Text block =>
Added Lusin's theorem.

src/fa/lp/definition.tex

@@ -114,3 +114,49 @@
 
     Therefore $\norm{f_n - f}_{L^p(X; E)} \to 0$ as $n \to \infty$.
 \end{proof}
+
+\begin{theorem}[Markov's Inequality]
+\label{theorem:markov-inequality}
+    Let $(X, \cm, \mu)$ be a measure space, $E$ be a normed space, and $f: X \to E$ be a Borel measurable function, then
+    \begin{enumerate}
+        \item For any $\alpha > 0$, 
+        \[
+        \mu\bracs{|f| \ge \alpha} \le \frac{1}{\alpha}\norm{f}_{L^1(X; E)}
+        \]
+        \item For $\alpha > 0$ and strictly increasing function $\phi: [0, \infty) \to [0, \infty)$,
+        \[
+        \mu\bracs{|f| \ge \alpha} \le \frac{1}{\phi(\alpha)}\norm{\phi \circ |f|}_{L^1(X; E)}
+        \]
+        \item For any $\alpha > 0$,
+        \[
+        \mu\bracs{|f| \ge \alpha} \le \frac{1}{\alpha^p}\norm{f}_{L^p(X; E)}^p
+        \]
+    \end{enumerate}
+\end{theorem}
+\begin{proof}
+    (1): For any $\alpha > 0$, 
+    \begin{align*}
+        \mu\bracs{|f| \ge \alpha} &= \int_{\bracs{f \ge \alpha}} d\mu \le \frac{1}{\alpha}\int |f|d\mu = \frac{\norm{f}_{L^1(X; E)}}{\alpha}
+    \end{align*}
+    
+    (2): By \autoref{lemma:monotone-measurable}, $\phi: [0, \infty) \to [0, \infty)$ is Borel measurable. Since $\phi$ is strictly increasing, $\bracs{|f| \ge \alpha} = \bracs{\phi \circ |f| \ge \phi(\alpha)}$, and the result holds by applying (1) to $\phi \circ |f|$.

What is asked =>
1 - In the entries, reproduce verbatim the lines starting with the line containing "Target: **blue pants**" and going on through the line containing "504), (971, 481)]".
2 - Continue the LaTeX diff on Markov's inequality from the point where it stops.

Records for this exercise =>

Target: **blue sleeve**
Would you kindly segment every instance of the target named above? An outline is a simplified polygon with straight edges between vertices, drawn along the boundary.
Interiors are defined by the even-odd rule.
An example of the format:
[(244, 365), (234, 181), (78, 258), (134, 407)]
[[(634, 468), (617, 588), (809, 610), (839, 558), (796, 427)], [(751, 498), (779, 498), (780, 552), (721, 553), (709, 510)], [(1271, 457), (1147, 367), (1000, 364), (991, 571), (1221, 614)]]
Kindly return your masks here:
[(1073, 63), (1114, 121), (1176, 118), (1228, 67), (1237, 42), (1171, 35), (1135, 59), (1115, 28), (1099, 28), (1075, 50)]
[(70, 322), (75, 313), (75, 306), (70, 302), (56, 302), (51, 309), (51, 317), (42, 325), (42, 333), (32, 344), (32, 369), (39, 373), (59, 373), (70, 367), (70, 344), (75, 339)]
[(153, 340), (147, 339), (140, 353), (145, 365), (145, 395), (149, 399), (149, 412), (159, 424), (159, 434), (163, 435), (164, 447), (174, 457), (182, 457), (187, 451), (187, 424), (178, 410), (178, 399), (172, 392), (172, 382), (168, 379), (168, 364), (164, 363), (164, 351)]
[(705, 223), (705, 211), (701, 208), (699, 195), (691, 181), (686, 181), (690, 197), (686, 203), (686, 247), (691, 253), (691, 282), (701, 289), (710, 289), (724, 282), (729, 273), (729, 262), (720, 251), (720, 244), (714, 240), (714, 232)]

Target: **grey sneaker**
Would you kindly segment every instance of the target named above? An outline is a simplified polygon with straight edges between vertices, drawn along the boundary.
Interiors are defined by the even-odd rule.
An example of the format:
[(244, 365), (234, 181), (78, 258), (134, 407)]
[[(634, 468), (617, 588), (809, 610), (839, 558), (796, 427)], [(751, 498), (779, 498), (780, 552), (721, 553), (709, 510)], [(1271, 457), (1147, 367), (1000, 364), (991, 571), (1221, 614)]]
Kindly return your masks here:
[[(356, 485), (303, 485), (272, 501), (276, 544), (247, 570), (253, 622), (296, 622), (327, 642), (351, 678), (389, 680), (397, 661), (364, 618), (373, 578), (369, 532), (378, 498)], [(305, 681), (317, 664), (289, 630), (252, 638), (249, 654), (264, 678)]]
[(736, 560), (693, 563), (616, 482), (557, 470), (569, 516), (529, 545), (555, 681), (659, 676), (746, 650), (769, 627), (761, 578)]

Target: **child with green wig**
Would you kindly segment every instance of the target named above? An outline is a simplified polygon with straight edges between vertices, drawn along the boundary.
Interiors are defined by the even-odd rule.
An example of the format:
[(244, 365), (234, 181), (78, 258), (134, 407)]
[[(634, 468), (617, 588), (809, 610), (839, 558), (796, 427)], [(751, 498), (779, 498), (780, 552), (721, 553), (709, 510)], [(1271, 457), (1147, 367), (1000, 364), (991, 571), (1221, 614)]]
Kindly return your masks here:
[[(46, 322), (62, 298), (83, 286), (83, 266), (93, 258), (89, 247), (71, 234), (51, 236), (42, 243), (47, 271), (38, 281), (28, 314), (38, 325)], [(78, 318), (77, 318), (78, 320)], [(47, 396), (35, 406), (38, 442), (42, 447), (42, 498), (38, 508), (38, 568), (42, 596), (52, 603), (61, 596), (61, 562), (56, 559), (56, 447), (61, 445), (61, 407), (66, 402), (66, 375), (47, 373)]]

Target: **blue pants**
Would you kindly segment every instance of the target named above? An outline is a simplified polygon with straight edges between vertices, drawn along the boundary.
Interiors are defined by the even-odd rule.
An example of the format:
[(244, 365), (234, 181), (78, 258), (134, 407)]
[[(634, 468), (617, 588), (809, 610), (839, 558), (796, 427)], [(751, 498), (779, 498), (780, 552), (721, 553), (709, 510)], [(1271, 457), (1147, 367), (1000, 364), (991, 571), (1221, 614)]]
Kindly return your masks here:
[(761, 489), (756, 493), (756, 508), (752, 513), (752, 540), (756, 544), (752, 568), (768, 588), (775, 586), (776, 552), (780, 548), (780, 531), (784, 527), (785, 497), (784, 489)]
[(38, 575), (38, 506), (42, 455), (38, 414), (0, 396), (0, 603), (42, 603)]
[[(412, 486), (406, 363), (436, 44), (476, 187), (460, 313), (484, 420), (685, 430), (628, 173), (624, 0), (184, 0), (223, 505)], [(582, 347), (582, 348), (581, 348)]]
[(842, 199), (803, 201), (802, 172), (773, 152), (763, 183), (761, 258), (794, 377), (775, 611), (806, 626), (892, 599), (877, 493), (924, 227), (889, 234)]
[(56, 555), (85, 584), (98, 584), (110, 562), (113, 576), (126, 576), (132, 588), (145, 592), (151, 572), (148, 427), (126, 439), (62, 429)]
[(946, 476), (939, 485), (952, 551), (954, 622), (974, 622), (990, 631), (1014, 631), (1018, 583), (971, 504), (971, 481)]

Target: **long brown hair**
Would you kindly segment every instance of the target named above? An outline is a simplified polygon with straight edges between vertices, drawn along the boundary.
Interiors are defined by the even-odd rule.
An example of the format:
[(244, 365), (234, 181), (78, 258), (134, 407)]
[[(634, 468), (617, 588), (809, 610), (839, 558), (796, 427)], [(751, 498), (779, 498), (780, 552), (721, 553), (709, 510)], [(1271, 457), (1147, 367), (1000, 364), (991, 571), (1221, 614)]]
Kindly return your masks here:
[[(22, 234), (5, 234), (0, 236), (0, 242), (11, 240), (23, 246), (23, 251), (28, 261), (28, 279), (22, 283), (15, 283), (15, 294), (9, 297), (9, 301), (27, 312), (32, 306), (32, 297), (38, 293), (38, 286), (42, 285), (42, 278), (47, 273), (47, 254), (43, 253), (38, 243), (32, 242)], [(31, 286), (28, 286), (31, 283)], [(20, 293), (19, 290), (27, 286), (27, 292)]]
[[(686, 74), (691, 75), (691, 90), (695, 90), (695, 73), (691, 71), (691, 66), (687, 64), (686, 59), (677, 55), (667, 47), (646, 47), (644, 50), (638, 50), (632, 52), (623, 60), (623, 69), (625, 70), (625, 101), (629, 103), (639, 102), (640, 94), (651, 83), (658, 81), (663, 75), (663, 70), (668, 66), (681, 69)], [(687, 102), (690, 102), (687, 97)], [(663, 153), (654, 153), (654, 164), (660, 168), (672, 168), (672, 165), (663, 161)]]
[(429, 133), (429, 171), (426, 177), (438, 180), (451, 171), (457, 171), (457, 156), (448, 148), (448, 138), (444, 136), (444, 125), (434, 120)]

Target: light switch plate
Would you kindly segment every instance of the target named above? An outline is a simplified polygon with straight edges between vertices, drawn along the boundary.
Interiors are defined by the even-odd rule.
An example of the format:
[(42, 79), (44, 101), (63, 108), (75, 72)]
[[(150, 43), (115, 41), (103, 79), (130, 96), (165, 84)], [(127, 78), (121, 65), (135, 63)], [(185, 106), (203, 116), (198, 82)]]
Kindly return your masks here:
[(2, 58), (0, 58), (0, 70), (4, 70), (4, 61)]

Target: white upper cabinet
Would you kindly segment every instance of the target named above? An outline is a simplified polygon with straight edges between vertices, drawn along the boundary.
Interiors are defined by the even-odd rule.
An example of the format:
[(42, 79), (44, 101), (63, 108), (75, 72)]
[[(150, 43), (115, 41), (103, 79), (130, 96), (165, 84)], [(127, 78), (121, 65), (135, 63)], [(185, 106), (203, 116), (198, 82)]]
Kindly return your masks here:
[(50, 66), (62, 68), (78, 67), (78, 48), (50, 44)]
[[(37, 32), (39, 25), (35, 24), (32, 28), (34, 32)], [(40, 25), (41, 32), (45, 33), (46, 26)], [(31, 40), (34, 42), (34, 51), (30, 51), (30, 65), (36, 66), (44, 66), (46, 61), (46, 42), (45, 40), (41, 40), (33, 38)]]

Expected answers =>
1 -
Target: **blue pants**
Would you kindly segment every instance of the target named above? An outline is a simplified polygon with straight edges between vertices, drawn along the boundary.
Interiors are defined by the even-odd rule.
An example of the format:
[(244, 365), (234, 181), (78, 258), (134, 407)]
[[(634, 468), (617, 588), (809, 610), (839, 558), (796, 427)], [(751, 498), (779, 498), (780, 552), (721, 553), (709, 510)], [(1271, 457), (1147, 367), (1000, 364), (991, 571), (1221, 614)]]
Kindly return your masks here:
[(761, 489), (756, 493), (756, 508), (752, 513), (752, 540), (756, 544), (752, 568), (768, 588), (775, 586), (776, 552), (780, 548), (780, 531), (784, 527), (785, 497), (784, 489)]
[(38, 575), (38, 506), (42, 455), (38, 414), (0, 396), (0, 603), (42, 603)]
[[(412, 486), (406, 363), (436, 44), (476, 187), (460, 313), (484, 420), (685, 430), (628, 173), (624, 0), (184, 0), (223, 505)], [(582, 347), (582, 348), (581, 348)]]
[(842, 199), (803, 201), (802, 172), (773, 152), (763, 183), (761, 258), (794, 377), (775, 611), (806, 626), (892, 599), (877, 493), (924, 227), (889, 234)]
[(56, 555), (85, 584), (98, 584), (110, 562), (113, 576), (126, 576), (132, 588), (145, 592), (151, 572), (148, 427), (126, 439), (62, 429)]
[(946, 476), (939, 485), (952, 551), (954, 622), (974, 622), (990, 631), (1014, 631), (1018, 583), (971, 504), (971, 481)]

2 -
+
+    (3): Since $x \mapsto x^p$ is strictly increasing on $[0, \infty)$, applying (2) to $\phi(x) = x^p$ yields the desired result.
+\end{proof}
+
+\begin{proposition}
+\label{proposition:lp-in-measure}
+    Let $(X, \cm, \mu)$ be a measure space, $E$ be a normed space, $p \in [1, \infty]$, $\seq{f_n} \subset L^p(X; E)$, and $f \in L^p(X; E)$ such that $f_n \to f$ in $L^p$, then $f_n \to f$ in measure.
+\end{proposition}
+\begin{proof}
+    Let $\eps > 0$. If $p < \infty$, then by \hyperref[Markov's Inequality]{theorem:markov-inequality},
+    \[
+    \limv{n}\mu\bracs{|f_n - f| \ge \eps} \le \limv{n}\frac{1}{\eps^p}\norm{f_n - f}_{L^p(X; E)}^p = 0
+    \]
+    
+    If $p = \infty$, then there exists $N \in \natp$ such that $\norm{f_n - f}_{L^\infty(X; E)} < \eps$ for all $n \ge N$. In which case, $\mu\bracs{|f_n - f| \ge \eps} = 0$ for all $n \ge N$.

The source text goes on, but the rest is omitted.